EXERCISE:
Lines before the one containing "Reviewer note: confirm that every instance of the white chest" are excluded; retype that line and all remaining lines of the material exactly.
--- MATERIAL PROVIDED ---
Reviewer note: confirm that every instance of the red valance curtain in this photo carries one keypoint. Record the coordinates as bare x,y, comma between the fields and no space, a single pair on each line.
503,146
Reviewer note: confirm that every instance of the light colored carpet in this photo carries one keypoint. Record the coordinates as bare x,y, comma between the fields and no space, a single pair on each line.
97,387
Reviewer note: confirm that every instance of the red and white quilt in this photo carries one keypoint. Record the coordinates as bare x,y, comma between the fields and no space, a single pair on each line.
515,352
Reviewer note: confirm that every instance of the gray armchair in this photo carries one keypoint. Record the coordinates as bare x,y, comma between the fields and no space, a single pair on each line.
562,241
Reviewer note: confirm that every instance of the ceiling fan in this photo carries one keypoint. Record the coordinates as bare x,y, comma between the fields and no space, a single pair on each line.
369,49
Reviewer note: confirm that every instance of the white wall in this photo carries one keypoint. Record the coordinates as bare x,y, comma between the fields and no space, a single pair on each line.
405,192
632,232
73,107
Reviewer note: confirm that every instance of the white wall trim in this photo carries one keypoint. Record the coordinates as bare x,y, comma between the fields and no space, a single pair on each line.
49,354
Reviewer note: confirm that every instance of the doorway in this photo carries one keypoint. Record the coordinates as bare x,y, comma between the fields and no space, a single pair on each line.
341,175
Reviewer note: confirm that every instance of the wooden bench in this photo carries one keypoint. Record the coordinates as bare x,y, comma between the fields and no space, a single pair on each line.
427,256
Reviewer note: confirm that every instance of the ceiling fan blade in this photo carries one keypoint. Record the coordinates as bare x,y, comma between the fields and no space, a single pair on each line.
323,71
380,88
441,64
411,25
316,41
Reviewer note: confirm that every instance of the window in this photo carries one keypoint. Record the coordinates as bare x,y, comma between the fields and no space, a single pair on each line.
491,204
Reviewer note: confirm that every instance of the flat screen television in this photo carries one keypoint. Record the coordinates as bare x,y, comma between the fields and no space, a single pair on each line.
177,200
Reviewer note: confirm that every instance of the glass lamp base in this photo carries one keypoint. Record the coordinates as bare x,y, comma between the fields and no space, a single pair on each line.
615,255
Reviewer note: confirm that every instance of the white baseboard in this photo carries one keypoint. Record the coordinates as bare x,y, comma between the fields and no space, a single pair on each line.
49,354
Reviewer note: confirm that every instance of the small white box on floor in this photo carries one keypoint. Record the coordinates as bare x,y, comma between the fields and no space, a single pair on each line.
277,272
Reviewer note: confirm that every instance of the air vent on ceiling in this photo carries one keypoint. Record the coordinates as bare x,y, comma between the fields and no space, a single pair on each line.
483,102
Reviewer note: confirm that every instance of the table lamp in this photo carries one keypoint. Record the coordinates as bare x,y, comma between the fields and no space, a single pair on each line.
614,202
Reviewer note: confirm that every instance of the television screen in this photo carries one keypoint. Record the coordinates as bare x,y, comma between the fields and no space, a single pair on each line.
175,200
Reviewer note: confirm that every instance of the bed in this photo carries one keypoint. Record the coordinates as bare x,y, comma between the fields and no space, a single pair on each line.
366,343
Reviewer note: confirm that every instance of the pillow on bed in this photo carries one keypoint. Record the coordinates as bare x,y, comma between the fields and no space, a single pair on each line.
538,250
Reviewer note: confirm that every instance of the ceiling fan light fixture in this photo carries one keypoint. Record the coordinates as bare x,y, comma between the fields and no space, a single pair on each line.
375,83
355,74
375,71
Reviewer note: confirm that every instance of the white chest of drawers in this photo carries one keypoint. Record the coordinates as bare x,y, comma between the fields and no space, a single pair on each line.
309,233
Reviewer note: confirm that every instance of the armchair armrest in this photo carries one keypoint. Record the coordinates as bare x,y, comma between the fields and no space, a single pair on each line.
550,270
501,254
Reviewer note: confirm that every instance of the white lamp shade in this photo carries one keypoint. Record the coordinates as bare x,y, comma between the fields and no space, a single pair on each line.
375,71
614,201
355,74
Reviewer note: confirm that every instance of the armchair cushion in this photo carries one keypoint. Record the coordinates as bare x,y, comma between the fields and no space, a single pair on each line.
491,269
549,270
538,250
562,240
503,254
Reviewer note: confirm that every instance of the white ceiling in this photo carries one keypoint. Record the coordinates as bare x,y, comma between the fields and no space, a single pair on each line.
---
EXPECTED OUTPUT:
Reviewer note: confirm that every instance of the white chest of drawers in this photo carries one keypoint. Record the coordinates as bare x,y, comma between the fields and no space, a single pair on each line.
309,233
Reviewer note: confirm that every instance of the armchair armrest in this photo carries one keypoint. Record the coordinates as bare x,y, comma between the fields and no space, a single pair on each line.
550,270
501,254
Reviewer note: confirm that every instance of the white lamp shade in this photo carries one keypoint. Record the coordinates as bare x,y, comma between the fields and no space, a single pair on each line.
375,71
614,201
355,74
Reviewer note: confirm that every instance of the armchair cushion in this photo carries one keypoint. Record the coordinates as bare x,y, comma between the fields and no space, a single pair on each line.
491,269
549,270
538,250
562,240
503,254
Reviewer note: confirm that every instance of the white ceiling in this photo carries one keypoint. Record the coordinates as bare x,y, comma between the fields and no space, a single pair on each line.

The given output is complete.